=== TEXTE FOURNI ===

Le journal relate l'histoire d'un petit bonhomme pain d'épices qui jaillit d'un four très chaud. Poursuivi par une horde de gourmands, il leur échappa puis s'enhardit, croyant déjouer toute menace et il fut dévoré par un renard roublard...
Nous trouvons des recettes de pain d'épices dans la Grèce antique avec le melkaris et le melipecton et dans la Rome ancienne, on aimait déguster le panis mellitus, un gâteau composé de farine de sésame, d'herbes aromatiques et de miel. En Chine, c'est sous la dynastie Tang (618 à 907) que naquit un pain savoureux à la farine de froment imprégnée de miel : le mi-king. L'orthographe peut varier...
L'introduction du pain d'épices en Europe est attribuée à un évêque arménien appelé Grégoire de Nicopolis qui s'établit en France, pendant sept années, à Bondaroy, près de Pithiviers dans le Loiret. Celui qu'on appelait le Solitaire de Bondaroy avait l'habitude de partager, avec les religieux et les fidèles, qui lui rendaient visite le dimanche, un gâteau fait de farine de seigle, de miel et d'épices. A Pithiviers, il existe encore la Confrérie du pain d'épices de saint Grégoire de Nicopolis.

=== DONNÉES ENREGISTRÉES ===

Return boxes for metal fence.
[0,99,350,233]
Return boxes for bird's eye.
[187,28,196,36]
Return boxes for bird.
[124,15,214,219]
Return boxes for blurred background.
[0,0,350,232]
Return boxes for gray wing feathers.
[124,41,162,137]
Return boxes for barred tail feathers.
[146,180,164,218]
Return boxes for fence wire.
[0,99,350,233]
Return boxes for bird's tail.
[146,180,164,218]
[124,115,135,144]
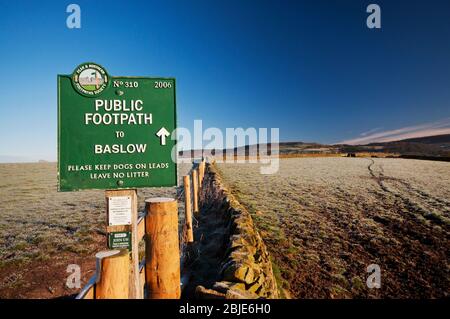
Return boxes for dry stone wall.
[195,164,278,299]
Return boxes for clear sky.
[0,0,450,160]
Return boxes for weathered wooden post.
[145,197,181,299]
[105,189,144,299]
[95,249,130,299]
[198,159,205,189]
[183,175,194,243]
[192,169,198,214]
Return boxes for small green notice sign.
[58,63,177,191]
[108,231,131,250]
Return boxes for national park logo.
[72,62,109,96]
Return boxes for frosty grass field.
[0,157,450,298]
[218,158,450,298]
[0,163,191,298]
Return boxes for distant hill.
[180,134,450,157]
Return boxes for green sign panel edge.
[57,64,178,191]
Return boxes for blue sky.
[0,0,450,160]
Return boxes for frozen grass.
[218,158,450,298]
[0,163,191,282]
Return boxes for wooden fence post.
[145,198,181,299]
[95,250,130,299]
[183,175,194,243]
[192,169,198,214]
[199,159,205,188]
[105,189,144,299]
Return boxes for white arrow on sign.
[156,126,170,145]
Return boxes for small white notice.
[108,196,131,226]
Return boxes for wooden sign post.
[145,197,181,299]
[58,62,179,299]
[183,175,194,243]
[105,189,143,299]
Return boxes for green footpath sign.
[58,63,177,191]
[108,231,131,250]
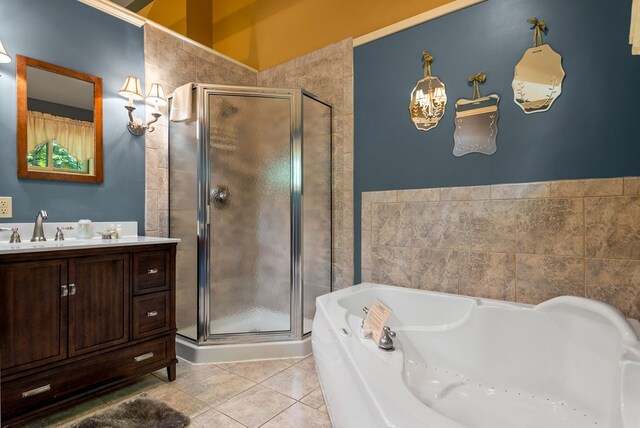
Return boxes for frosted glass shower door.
[207,94,292,335]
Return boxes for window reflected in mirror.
[17,56,102,182]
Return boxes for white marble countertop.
[0,236,180,255]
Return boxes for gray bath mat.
[71,394,190,428]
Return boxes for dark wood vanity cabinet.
[0,243,177,426]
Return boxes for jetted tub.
[312,284,640,428]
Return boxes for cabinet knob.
[22,384,51,398]
[133,352,153,363]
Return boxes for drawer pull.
[133,352,153,363]
[22,384,51,398]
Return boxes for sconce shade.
[0,40,11,63]
[145,83,167,105]
[118,76,144,100]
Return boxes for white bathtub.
[312,284,640,428]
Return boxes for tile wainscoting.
[362,177,640,318]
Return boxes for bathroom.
[0,0,640,428]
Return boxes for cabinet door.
[0,260,68,370]
[69,254,130,356]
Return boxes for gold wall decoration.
[453,72,500,156]
[409,51,447,131]
[512,17,565,114]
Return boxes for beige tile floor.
[22,356,331,428]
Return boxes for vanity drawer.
[0,336,172,422]
[133,292,171,339]
[133,251,171,295]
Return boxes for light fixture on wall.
[0,35,11,70]
[409,51,447,131]
[118,76,167,136]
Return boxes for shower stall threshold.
[176,335,311,364]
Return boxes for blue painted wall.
[354,0,640,282]
[0,0,145,234]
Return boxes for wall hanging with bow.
[453,72,500,156]
[512,17,565,114]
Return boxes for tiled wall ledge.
[362,177,640,318]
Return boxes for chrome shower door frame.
[196,84,304,345]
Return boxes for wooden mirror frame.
[16,55,103,183]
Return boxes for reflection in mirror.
[17,56,102,182]
[512,45,565,114]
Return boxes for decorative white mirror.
[453,72,500,157]
[512,18,565,114]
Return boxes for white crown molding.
[353,0,486,48]
[78,0,146,27]
[78,0,258,73]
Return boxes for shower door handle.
[209,184,231,207]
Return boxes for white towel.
[169,82,194,122]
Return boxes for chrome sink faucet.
[31,210,47,242]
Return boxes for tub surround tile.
[371,247,411,287]
[371,203,411,247]
[459,251,516,301]
[624,177,640,196]
[551,178,624,198]
[410,202,459,248]
[398,189,440,202]
[516,198,584,256]
[586,259,640,319]
[491,182,551,199]
[411,248,460,294]
[440,186,491,201]
[585,196,640,260]
[362,190,398,203]
[456,201,516,253]
[516,254,585,305]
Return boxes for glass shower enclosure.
[169,84,332,345]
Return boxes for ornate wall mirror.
[16,55,103,183]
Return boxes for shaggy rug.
[71,394,190,428]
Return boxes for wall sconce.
[118,76,167,136]
[0,36,11,64]
[409,51,447,131]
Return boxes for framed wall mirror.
[16,55,103,183]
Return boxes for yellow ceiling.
[139,0,452,70]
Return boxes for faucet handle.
[0,227,21,244]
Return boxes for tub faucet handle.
[378,325,396,351]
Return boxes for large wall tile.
[491,182,551,199]
[517,198,584,256]
[410,202,458,249]
[440,186,491,201]
[551,178,623,198]
[516,254,584,305]
[586,259,640,319]
[456,201,516,253]
[371,247,411,287]
[585,197,640,259]
[459,251,516,301]
[411,248,460,293]
[371,203,412,247]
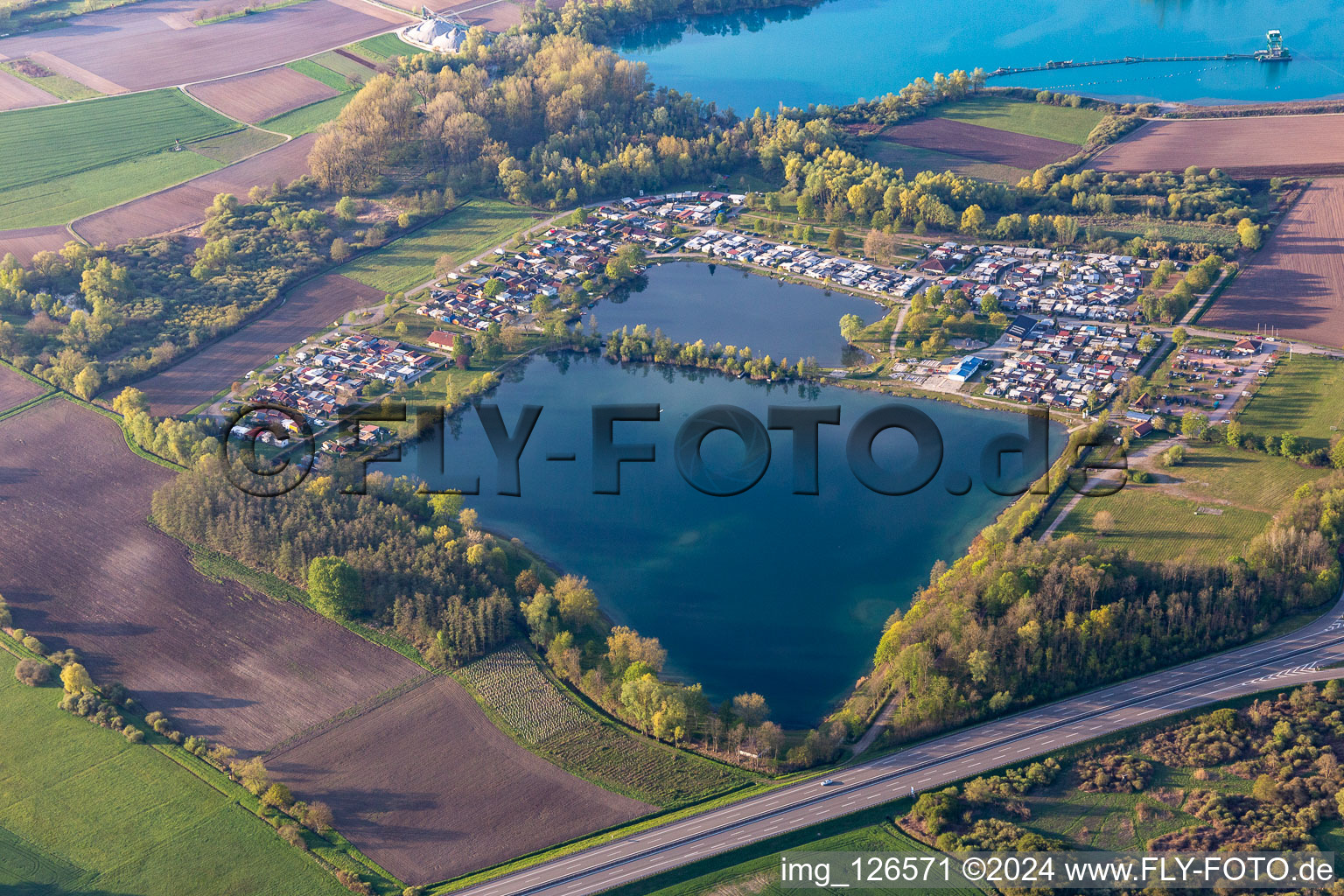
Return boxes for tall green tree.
[308,557,363,620]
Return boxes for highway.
[458,595,1344,896]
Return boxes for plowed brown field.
[1199,178,1344,348]
[1088,116,1344,178]
[133,274,384,416]
[187,66,340,125]
[0,399,421,751]
[0,0,414,93]
[0,224,74,264]
[266,676,653,884]
[878,118,1078,169]
[71,132,317,246]
[0,71,60,111]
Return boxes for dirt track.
[266,677,653,884]
[0,0,413,90]
[878,118,1078,171]
[0,367,43,413]
[78,135,317,246]
[136,274,384,416]
[1199,178,1344,348]
[1088,116,1344,178]
[187,66,340,125]
[0,399,421,751]
[0,224,74,264]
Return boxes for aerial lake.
[619,0,1344,116]
[369,354,1059,725]
[595,262,887,367]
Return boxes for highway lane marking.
[477,618,1344,893]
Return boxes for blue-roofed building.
[948,354,989,383]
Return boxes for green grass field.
[346,33,424,62]
[0,653,346,896]
[0,90,241,195]
[1152,442,1325,513]
[289,53,368,91]
[309,50,376,83]
[1236,354,1344,449]
[1082,218,1238,246]
[0,149,221,230]
[937,95,1102,146]
[1054,482,1270,563]
[261,91,355,137]
[336,199,534,293]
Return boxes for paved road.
[459,595,1344,896]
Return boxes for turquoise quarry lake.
[595,262,887,367]
[382,354,1058,725]
[619,0,1344,116]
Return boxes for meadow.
[935,94,1102,146]
[0,149,220,230]
[261,91,355,137]
[1043,442,1324,563]
[336,199,535,293]
[0,654,346,896]
[1236,354,1344,449]
[456,646,757,808]
[1054,482,1270,563]
[0,90,239,192]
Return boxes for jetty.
[985,52,1256,78]
[985,28,1293,78]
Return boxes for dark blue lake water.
[379,354,1059,725]
[619,0,1344,114]
[595,262,887,367]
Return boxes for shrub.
[261,785,294,808]
[278,823,308,849]
[13,660,51,688]
[304,801,336,834]
[336,869,374,896]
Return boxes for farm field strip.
[876,118,1076,169]
[0,71,60,111]
[0,0,414,93]
[1236,354,1344,447]
[268,676,653,884]
[0,226,73,264]
[1200,181,1344,348]
[187,66,340,123]
[0,653,348,896]
[336,199,536,293]
[261,91,355,137]
[130,274,383,416]
[1088,114,1344,178]
[0,149,220,231]
[0,399,422,752]
[935,94,1103,146]
[71,137,313,244]
[864,140,1031,184]
[457,645,755,808]
[0,90,238,191]
[0,366,48,416]
[1054,484,1270,563]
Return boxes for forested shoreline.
[842,472,1344,740]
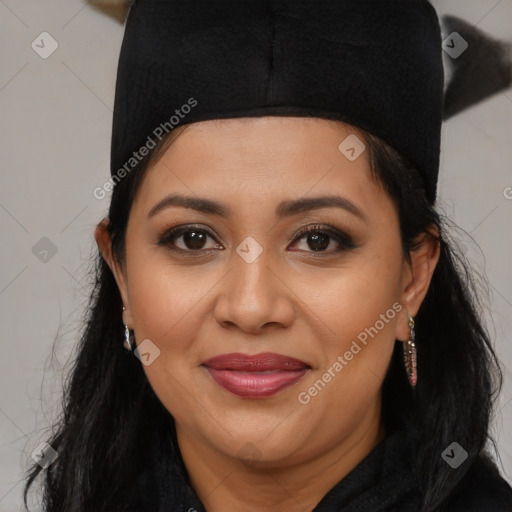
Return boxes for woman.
[23,0,512,512]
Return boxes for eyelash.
[157,224,356,257]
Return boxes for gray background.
[0,0,512,512]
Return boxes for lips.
[203,352,311,398]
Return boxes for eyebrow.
[148,194,366,221]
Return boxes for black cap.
[111,0,444,202]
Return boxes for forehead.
[132,116,392,219]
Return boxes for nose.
[214,250,296,334]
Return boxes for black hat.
[111,0,444,203]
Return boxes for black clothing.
[133,424,512,512]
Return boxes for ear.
[94,219,133,328]
[396,225,441,341]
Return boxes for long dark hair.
[24,126,502,512]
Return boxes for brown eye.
[295,226,355,253]
[158,226,219,252]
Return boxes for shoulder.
[439,454,512,512]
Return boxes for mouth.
[202,352,311,398]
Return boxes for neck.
[176,400,385,512]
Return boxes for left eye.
[158,226,354,253]
[288,226,355,253]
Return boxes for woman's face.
[102,117,422,466]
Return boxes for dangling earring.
[123,307,135,352]
[123,325,135,352]
[403,315,418,389]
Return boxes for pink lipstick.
[203,352,311,398]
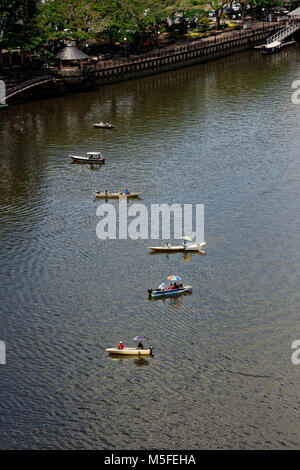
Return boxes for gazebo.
[55,44,89,68]
[288,7,300,19]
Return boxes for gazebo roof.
[55,44,89,60]
[288,7,300,16]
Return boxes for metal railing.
[267,21,300,44]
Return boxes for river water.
[0,45,300,450]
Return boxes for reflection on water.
[0,46,300,449]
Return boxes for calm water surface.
[0,45,300,450]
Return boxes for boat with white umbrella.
[148,274,192,298]
[105,335,154,356]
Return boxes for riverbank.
[2,23,284,105]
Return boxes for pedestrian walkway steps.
[267,21,300,44]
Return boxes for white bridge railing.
[267,21,300,44]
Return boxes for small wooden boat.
[148,286,192,298]
[70,152,105,163]
[148,242,206,254]
[105,348,153,356]
[93,191,142,199]
[93,121,116,129]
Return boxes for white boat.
[93,121,116,129]
[148,286,192,298]
[70,152,105,163]
[260,41,297,54]
[93,191,142,199]
[105,348,153,356]
[148,242,206,254]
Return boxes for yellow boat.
[93,191,142,199]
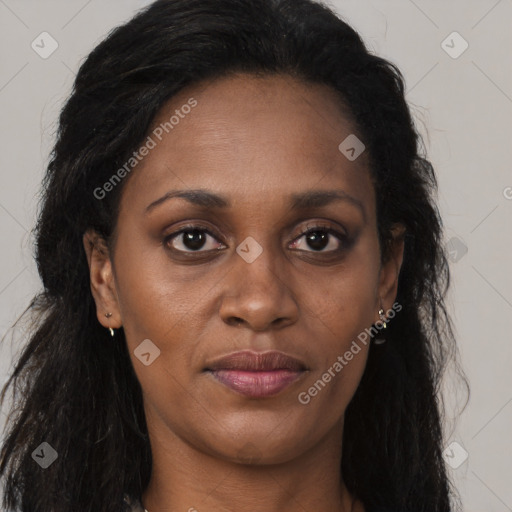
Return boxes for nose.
[220,244,299,331]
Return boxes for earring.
[373,306,387,345]
[105,313,114,337]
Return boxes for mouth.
[204,350,309,398]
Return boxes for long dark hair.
[0,0,470,512]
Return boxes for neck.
[142,410,364,512]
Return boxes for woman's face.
[85,75,402,463]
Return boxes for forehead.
[122,74,373,218]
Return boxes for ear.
[379,224,405,318]
[82,230,122,329]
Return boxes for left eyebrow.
[146,189,366,222]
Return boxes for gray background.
[0,0,512,512]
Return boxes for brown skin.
[84,75,403,512]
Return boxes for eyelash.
[163,224,350,255]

===

### CONSIGNE DE TRAVAIL
Rédigez la suite du texte consacré à l'histoire du pain d'épices, en commençant après sa dernière phrase.

### RÉPONSE ATTENDUE
Le pain d'épices se répandit dans plusieurs pays au fil des siècles. Il arriva en Suède au XIIIe siècle grâce à des immigrants d'origine allemande. Au XVe siècle, en France, on mélangeait du miel, des épices nobles (gingembre, cannelle, clou de girofle...) et de la farine de seigle puis on conservait la pâte obtenue (gaude, gauderye) dans de grands bacs de bois, avec autant de fraîcheur que possible, pour qu'elle fermente lentement et puisse libérer, après cuisson, ses arômes enchanteurs.
En Angleterre, au XVIe siècle, à la cour de la reine Élisabeth Ière, on offrait aux invités des Gingerbread Men censés les représenter.
Très apprécié pour ses qualités gustatives, le pain d'épices l'était également pour ses vertus médicinales. On lui attribuait la capacité d'apaiser les maux de ventre, les nausées et les migraines résultant de problèmes hépatiques.
Le terme gingerbread dérive du vieux français gingerbras issu de zingebar, un terme d'origine latine. Cultivée dans la Chine ancienne et se répandant dans le reste du monde par la Route de la Soie, la racine de gingembre, au goût piquant et enivrant, était une denrée très précieuse, appréciée sur les meilleures tables d'Europe et considérée comme de l'or en bouche.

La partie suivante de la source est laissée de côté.